**Exercise objective**
Quote verbatim every line of the records from the line containing "Question: Mark the hooded" through the final line, inclusive, and output only those lines.

**Input**
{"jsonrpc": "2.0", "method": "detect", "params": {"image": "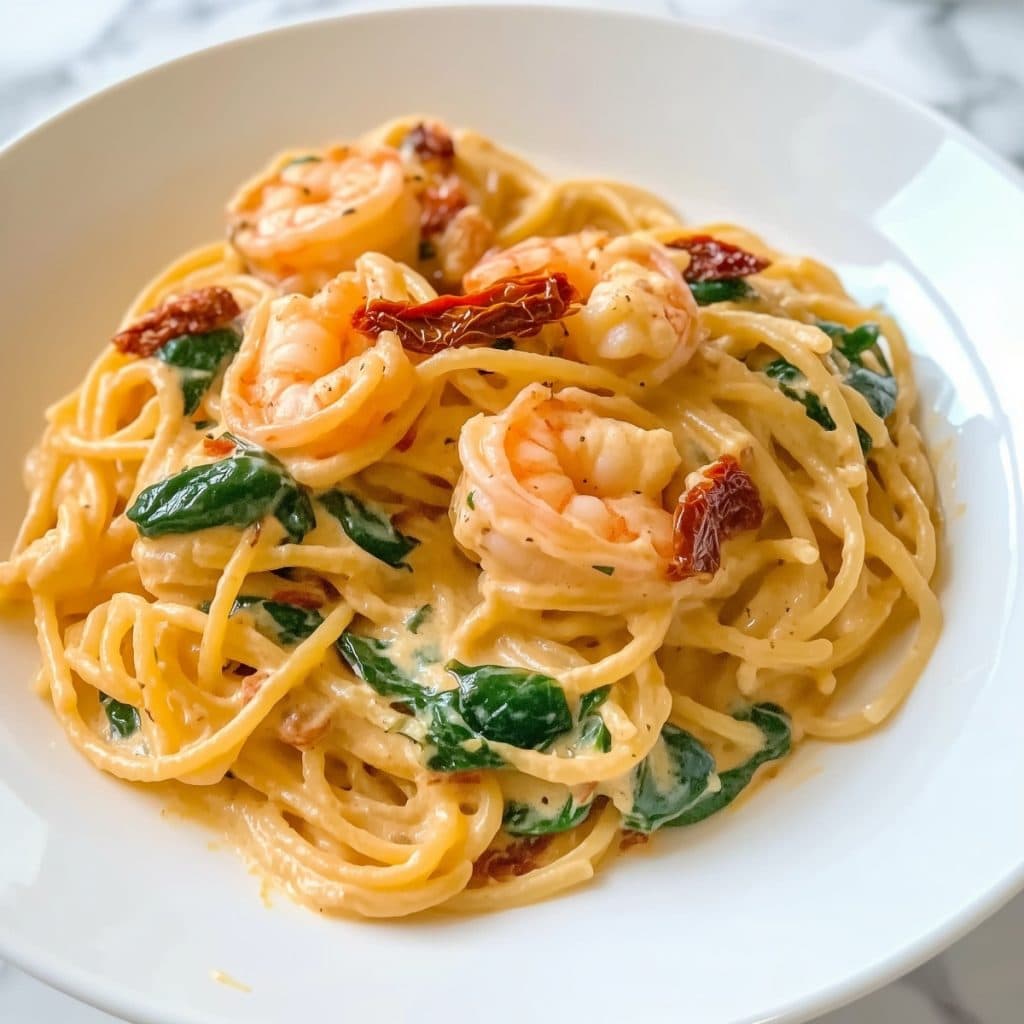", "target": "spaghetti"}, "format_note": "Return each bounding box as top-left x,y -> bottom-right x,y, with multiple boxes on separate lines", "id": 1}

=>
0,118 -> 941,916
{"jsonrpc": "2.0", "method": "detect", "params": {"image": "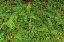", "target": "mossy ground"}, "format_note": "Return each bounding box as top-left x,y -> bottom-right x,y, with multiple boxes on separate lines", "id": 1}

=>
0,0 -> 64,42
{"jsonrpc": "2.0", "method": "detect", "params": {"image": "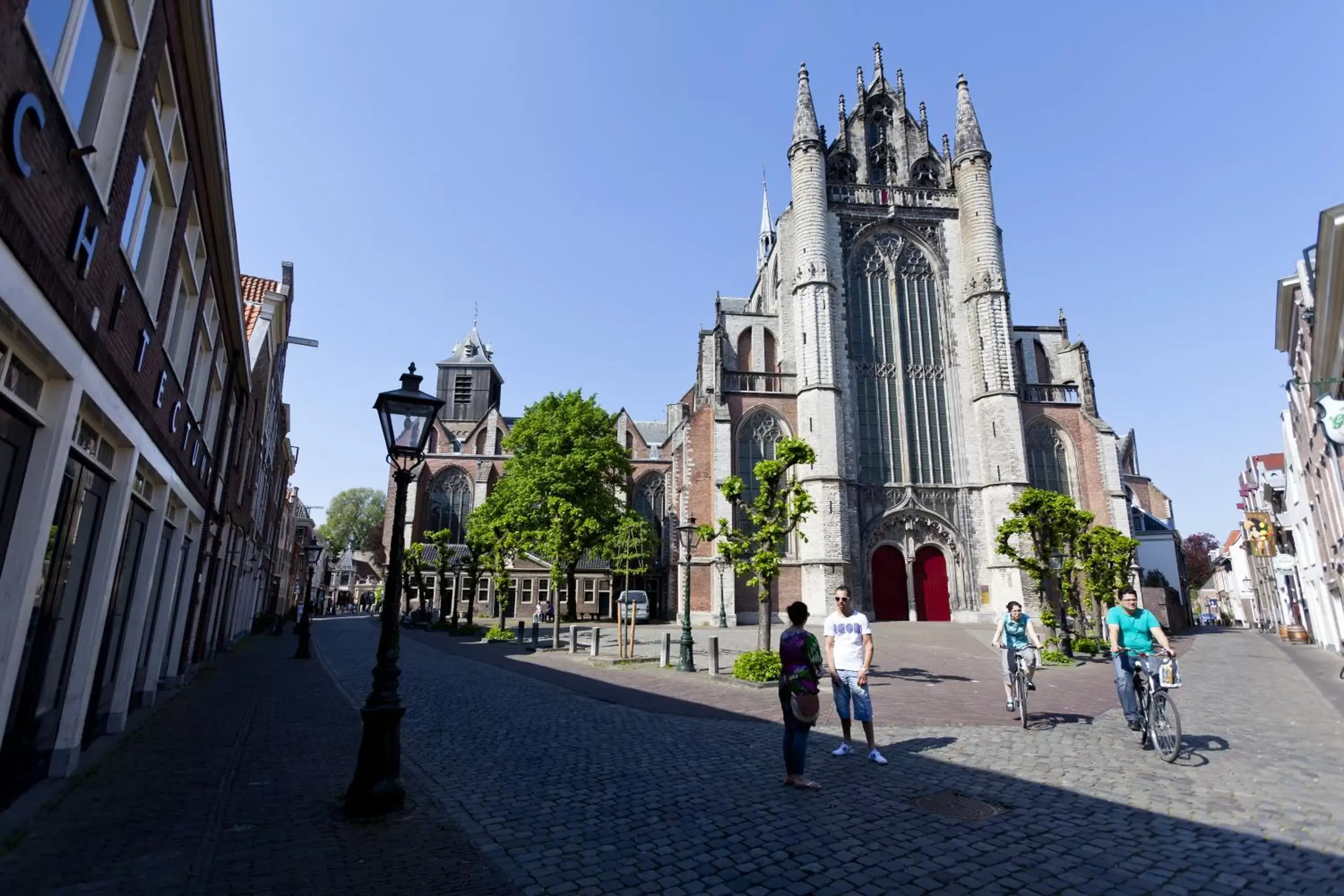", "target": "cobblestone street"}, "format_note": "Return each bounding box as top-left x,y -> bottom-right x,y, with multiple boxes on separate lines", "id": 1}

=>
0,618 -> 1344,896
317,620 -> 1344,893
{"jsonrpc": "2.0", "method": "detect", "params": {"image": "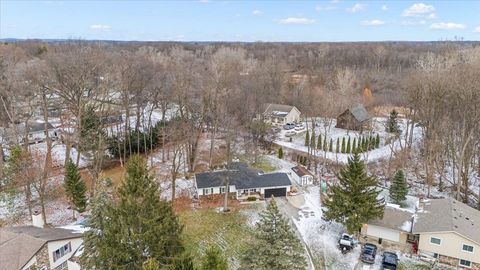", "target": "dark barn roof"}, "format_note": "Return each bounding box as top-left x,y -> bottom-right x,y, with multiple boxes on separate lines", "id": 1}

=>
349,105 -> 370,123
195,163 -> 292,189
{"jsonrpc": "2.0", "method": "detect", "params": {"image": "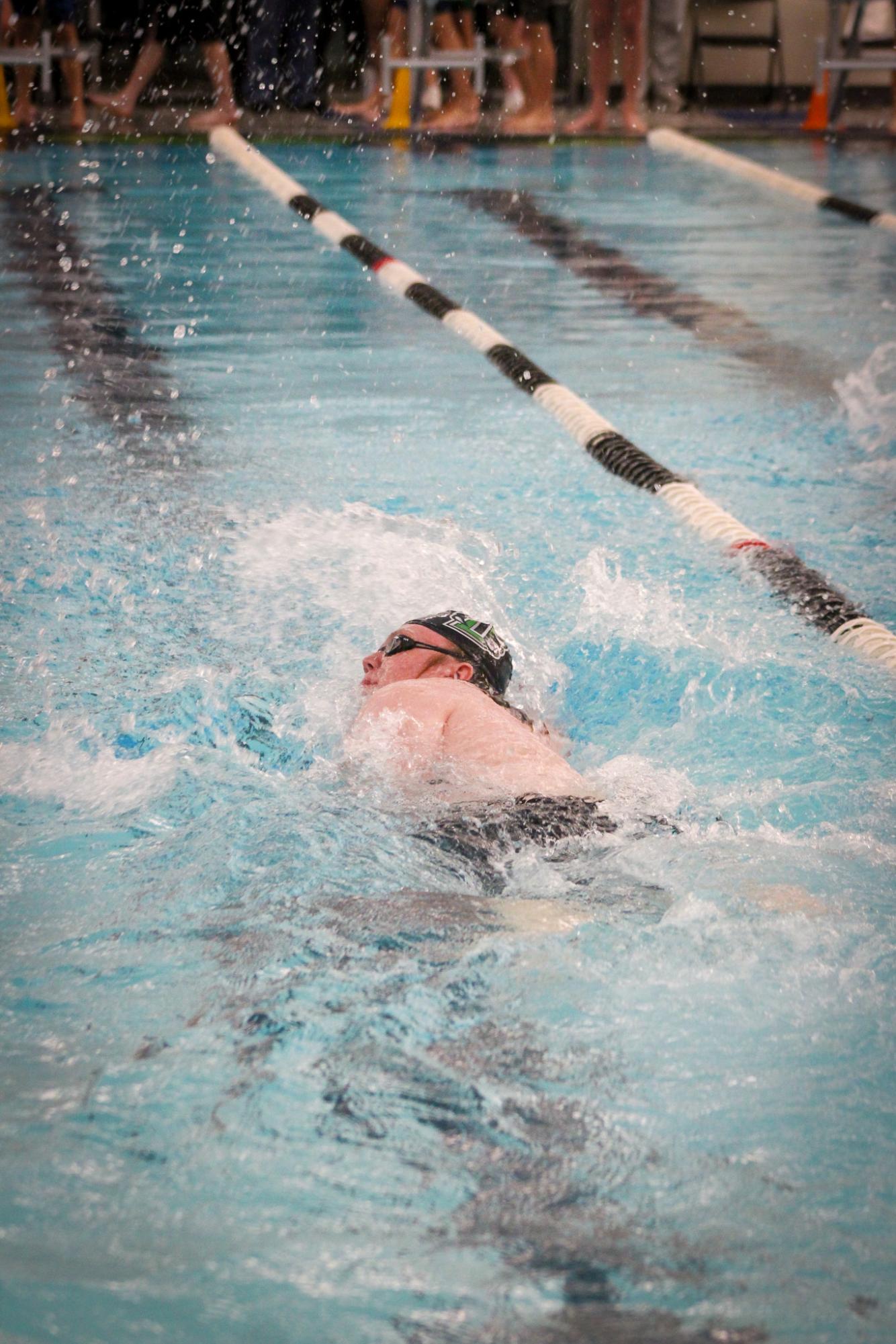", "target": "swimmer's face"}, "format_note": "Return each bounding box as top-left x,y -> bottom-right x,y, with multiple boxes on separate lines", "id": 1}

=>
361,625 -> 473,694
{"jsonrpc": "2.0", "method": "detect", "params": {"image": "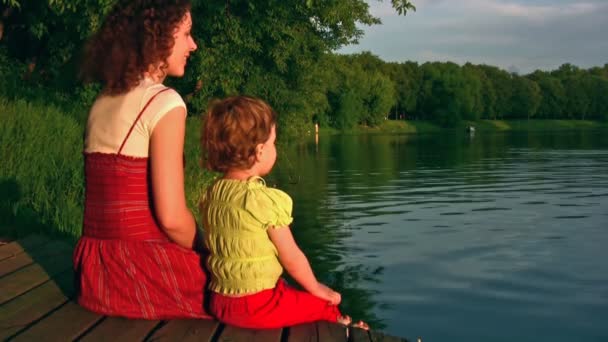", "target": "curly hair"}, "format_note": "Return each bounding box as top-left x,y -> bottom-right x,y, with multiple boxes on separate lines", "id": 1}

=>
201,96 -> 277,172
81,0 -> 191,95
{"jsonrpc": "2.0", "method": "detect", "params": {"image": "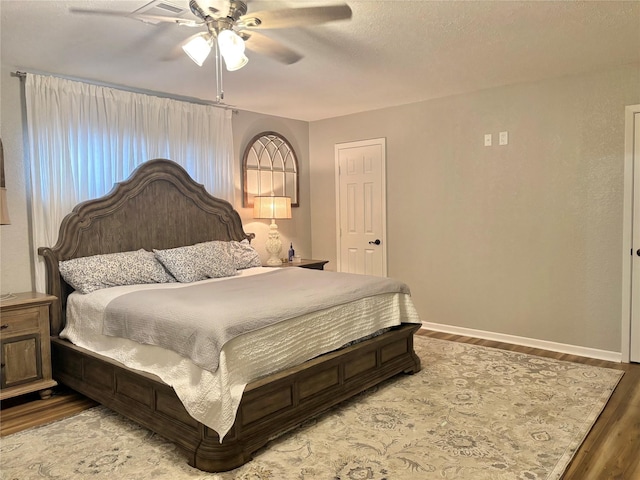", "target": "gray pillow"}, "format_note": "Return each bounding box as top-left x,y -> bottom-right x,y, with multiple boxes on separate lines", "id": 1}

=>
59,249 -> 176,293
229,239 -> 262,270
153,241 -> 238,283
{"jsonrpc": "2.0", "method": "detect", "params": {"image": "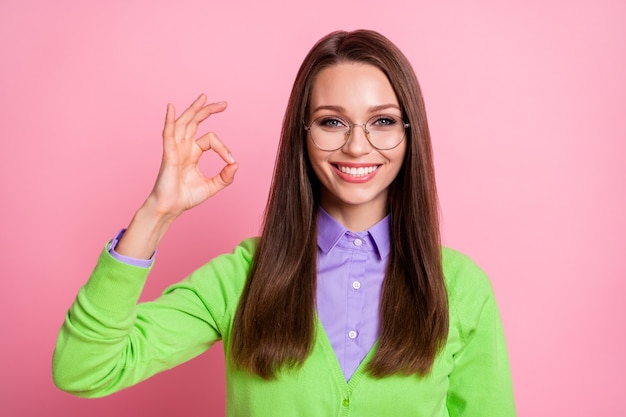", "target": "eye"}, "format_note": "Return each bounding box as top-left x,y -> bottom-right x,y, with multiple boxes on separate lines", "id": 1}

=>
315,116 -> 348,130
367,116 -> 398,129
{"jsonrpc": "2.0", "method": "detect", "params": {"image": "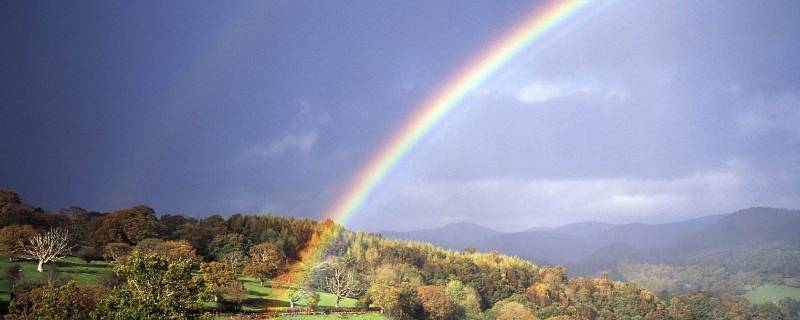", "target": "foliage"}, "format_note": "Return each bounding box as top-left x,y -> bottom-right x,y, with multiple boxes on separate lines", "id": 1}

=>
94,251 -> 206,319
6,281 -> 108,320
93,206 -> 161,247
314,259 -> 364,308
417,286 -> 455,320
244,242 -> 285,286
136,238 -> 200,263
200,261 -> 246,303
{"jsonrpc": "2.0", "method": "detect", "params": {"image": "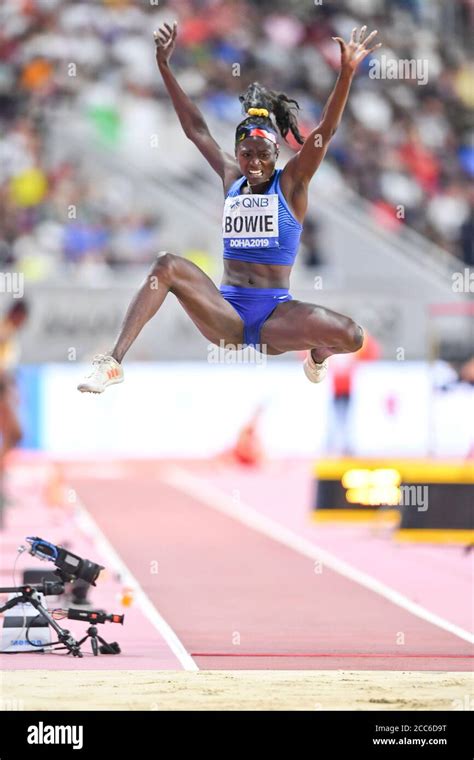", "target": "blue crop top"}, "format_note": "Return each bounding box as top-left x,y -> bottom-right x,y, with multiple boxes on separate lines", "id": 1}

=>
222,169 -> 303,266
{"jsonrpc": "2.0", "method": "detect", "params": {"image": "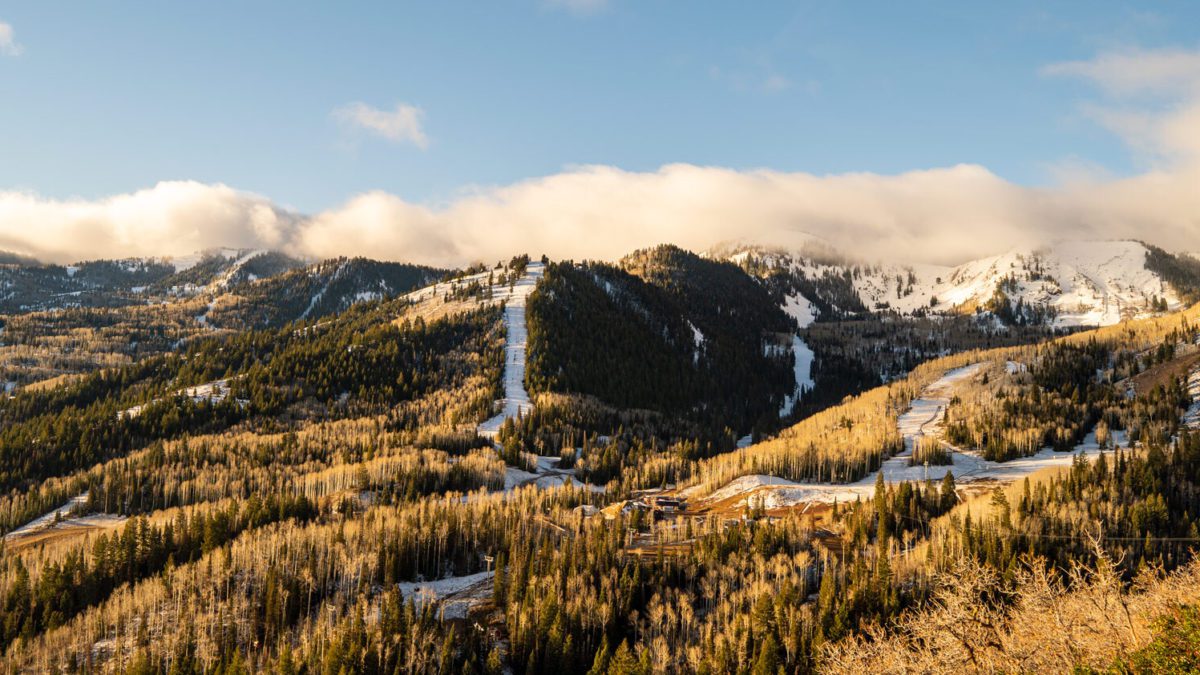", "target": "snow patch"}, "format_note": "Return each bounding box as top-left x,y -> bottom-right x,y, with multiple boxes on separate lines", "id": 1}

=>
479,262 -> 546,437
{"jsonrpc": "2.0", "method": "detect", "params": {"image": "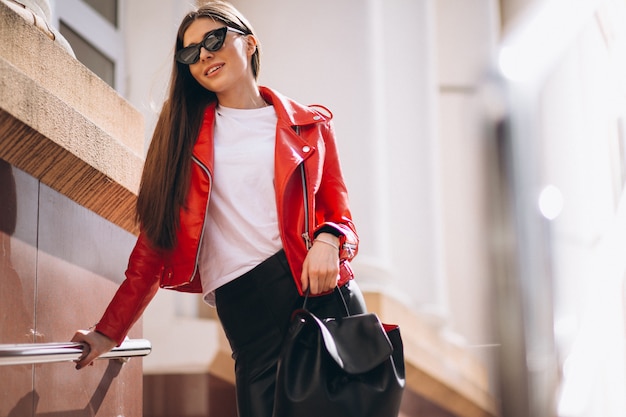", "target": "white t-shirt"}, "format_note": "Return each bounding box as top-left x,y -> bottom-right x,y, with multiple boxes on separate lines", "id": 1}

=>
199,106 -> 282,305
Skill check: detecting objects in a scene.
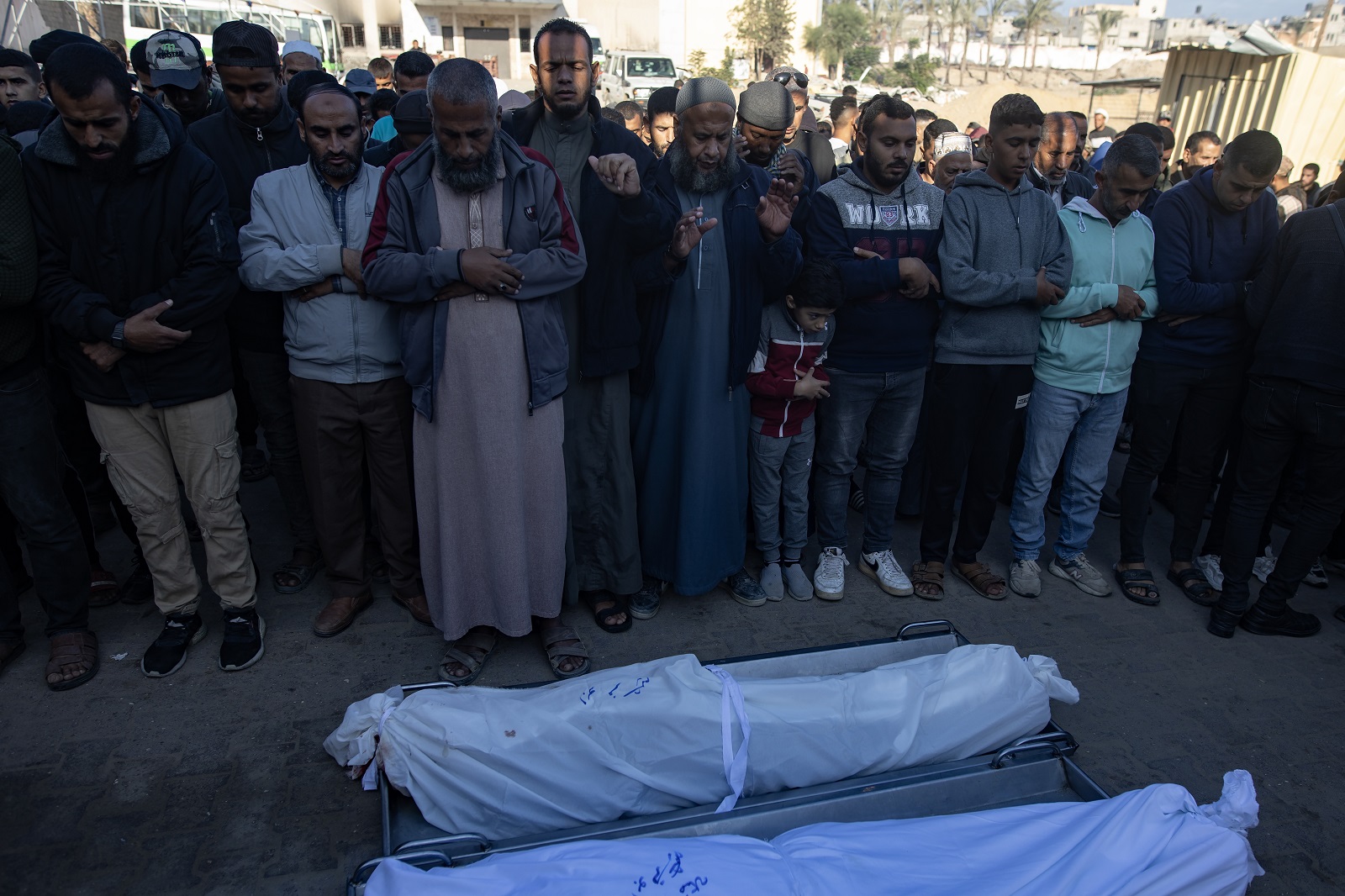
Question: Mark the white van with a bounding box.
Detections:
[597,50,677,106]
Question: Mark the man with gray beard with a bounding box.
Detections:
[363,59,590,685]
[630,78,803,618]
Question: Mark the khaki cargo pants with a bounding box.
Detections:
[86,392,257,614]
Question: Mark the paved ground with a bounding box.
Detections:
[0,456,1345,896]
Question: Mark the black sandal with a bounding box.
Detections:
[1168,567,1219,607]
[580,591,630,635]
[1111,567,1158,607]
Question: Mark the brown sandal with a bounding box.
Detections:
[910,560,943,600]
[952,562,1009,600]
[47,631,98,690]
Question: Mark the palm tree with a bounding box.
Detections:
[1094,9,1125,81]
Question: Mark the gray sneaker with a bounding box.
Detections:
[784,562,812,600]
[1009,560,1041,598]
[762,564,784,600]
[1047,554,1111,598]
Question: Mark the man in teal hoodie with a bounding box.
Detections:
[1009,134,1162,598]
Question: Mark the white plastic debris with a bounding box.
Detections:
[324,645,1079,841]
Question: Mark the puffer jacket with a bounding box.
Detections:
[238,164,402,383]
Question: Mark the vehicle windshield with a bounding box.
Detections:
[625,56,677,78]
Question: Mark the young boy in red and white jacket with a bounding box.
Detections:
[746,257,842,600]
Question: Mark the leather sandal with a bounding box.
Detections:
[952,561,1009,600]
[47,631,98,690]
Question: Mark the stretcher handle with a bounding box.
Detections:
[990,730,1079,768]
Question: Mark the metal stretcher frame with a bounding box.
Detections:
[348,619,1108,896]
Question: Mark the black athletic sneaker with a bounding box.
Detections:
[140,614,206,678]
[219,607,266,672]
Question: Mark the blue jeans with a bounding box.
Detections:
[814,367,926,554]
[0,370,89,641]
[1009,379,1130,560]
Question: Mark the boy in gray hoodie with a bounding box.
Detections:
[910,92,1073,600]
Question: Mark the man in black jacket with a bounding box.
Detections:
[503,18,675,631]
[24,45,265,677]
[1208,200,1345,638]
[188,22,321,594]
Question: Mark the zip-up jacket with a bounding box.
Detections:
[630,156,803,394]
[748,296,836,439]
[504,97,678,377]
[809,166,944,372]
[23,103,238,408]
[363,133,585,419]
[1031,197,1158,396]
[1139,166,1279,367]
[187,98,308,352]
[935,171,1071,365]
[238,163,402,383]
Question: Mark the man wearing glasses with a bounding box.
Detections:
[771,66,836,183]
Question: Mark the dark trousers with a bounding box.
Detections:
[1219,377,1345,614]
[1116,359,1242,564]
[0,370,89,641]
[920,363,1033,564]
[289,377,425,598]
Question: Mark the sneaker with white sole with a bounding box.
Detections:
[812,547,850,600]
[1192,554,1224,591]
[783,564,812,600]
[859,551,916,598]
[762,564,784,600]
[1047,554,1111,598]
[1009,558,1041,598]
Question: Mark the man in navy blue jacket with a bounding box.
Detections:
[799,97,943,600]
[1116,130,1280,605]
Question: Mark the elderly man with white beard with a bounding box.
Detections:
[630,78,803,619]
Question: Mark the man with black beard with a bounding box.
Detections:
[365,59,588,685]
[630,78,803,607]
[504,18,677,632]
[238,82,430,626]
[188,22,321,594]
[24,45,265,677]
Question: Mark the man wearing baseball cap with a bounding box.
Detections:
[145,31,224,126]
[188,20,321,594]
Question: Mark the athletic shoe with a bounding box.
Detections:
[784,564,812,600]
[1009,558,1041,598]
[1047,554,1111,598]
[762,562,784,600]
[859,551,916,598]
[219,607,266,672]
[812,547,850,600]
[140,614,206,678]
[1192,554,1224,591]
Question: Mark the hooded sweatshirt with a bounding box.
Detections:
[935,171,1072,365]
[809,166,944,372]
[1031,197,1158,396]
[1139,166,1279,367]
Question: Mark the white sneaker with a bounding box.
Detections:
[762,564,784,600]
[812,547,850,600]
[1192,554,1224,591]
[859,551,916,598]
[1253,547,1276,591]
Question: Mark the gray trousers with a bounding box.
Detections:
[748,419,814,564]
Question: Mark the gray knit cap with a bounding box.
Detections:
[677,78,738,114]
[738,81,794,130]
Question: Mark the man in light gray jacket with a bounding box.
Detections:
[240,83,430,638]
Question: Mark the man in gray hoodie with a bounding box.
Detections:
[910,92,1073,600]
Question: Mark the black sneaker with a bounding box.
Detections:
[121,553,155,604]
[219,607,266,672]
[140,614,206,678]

**Complete response**
Question: Mark the hooded sweatshirt with a bounding box.
Detections:
[935,171,1072,365]
[809,166,944,372]
[1031,197,1158,396]
[1139,166,1279,367]
Question: Mark the white sneaker with a bounding box.
Detections:
[762,564,784,600]
[812,547,850,600]
[1192,554,1224,591]
[859,551,916,598]
[1253,547,1276,591]
Question: Mark the gray trousers with a bounding box.
Detections:
[748,419,814,564]
Question: Mark the gray knit cap with a bounding box.
Detections:
[677,78,738,114]
[738,81,794,130]
Question: Mark the man in light gray jacket with a bounding box.
Detections:
[240,83,430,638]
Question: Mark the man in gray hoodie with a bounding box.
Detections:
[910,92,1073,600]
Question: Mark the black sneaker with a bounding box.
Detections:
[121,553,155,604]
[219,607,266,672]
[140,614,206,678]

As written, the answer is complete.